» Activity:
Show each line of the rows below that contains the word "negative", treating uppercase and lowercase letters as different.

» Material supplied:
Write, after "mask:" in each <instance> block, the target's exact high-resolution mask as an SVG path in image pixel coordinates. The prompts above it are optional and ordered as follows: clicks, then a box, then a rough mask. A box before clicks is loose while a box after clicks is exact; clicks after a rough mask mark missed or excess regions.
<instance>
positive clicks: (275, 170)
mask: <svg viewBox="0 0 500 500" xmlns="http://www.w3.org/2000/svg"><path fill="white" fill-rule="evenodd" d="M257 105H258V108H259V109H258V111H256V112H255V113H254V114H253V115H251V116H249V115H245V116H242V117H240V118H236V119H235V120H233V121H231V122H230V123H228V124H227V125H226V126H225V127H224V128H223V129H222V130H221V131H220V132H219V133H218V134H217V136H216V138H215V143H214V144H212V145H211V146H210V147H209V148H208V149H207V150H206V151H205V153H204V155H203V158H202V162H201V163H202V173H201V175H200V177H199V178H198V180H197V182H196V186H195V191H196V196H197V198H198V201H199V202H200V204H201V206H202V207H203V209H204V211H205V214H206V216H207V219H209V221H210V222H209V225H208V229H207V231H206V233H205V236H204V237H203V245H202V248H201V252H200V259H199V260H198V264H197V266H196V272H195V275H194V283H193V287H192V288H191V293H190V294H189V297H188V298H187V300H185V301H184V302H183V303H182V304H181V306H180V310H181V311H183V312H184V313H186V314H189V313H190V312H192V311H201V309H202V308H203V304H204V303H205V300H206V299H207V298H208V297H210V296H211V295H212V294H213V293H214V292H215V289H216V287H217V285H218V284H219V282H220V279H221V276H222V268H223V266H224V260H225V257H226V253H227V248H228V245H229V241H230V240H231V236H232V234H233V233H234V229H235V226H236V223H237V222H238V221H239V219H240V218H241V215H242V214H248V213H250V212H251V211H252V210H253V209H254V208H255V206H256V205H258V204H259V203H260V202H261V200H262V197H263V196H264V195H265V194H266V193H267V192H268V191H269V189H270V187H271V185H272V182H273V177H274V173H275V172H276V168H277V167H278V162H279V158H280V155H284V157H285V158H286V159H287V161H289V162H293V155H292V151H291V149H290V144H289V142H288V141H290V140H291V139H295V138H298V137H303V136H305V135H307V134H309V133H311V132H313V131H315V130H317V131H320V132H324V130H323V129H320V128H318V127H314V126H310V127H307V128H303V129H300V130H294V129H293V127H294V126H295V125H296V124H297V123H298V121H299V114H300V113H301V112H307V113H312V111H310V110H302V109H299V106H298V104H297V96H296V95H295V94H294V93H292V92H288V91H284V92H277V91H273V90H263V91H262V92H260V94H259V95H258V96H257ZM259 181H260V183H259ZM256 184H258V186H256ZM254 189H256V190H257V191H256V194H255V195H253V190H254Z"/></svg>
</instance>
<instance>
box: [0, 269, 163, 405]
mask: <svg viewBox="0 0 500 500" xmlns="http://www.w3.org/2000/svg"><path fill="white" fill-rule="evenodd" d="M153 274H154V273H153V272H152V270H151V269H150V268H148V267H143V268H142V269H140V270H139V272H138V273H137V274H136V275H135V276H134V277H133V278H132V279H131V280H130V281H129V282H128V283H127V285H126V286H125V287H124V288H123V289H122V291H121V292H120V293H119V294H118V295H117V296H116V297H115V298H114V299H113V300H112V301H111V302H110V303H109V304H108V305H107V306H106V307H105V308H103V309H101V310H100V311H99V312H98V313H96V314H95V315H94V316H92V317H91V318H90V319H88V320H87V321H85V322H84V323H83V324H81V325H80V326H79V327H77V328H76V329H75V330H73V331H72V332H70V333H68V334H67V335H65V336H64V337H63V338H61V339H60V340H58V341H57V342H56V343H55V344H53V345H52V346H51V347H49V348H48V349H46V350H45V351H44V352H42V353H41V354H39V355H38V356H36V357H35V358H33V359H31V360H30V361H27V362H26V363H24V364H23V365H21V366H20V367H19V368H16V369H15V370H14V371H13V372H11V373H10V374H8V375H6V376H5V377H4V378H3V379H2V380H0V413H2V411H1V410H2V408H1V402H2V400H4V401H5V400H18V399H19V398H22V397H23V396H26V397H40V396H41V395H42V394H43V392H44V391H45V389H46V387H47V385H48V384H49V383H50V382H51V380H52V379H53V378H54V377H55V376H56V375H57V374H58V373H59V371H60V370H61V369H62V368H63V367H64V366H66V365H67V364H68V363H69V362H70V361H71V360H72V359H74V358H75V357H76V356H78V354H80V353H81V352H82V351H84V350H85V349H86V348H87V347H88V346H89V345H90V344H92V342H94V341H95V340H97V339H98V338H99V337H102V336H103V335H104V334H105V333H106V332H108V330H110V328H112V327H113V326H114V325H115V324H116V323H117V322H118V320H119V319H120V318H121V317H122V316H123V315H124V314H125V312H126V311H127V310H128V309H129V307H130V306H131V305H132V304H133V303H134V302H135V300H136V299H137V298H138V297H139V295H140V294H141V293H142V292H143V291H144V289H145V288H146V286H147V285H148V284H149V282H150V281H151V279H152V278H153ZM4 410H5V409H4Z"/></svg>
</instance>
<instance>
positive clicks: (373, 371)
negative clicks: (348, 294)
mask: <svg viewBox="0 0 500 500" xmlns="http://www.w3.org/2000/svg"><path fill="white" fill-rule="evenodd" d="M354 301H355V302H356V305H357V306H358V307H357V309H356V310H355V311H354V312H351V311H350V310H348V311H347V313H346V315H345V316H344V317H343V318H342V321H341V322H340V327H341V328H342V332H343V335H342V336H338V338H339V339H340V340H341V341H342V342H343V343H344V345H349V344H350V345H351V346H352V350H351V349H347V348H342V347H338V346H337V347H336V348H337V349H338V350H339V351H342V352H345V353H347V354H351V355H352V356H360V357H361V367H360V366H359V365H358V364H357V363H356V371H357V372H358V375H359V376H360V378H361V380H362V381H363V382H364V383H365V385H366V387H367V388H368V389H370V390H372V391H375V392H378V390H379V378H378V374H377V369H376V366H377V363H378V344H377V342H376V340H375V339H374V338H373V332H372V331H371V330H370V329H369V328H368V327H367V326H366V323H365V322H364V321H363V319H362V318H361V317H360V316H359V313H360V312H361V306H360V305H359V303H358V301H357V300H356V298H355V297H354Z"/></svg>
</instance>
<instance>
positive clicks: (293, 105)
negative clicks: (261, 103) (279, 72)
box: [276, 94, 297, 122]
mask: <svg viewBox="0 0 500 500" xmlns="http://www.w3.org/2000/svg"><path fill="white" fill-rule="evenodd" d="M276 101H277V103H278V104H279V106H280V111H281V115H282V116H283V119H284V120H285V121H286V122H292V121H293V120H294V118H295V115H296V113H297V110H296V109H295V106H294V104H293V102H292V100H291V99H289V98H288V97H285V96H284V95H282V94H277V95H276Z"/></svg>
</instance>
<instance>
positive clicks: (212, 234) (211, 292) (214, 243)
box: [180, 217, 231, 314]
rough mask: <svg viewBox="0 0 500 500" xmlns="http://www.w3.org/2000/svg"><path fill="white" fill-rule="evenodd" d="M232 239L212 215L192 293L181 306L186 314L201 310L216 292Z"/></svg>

» Response to the task:
negative clicks: (348, 294)
negative clicks: (261, 103) (279, 72)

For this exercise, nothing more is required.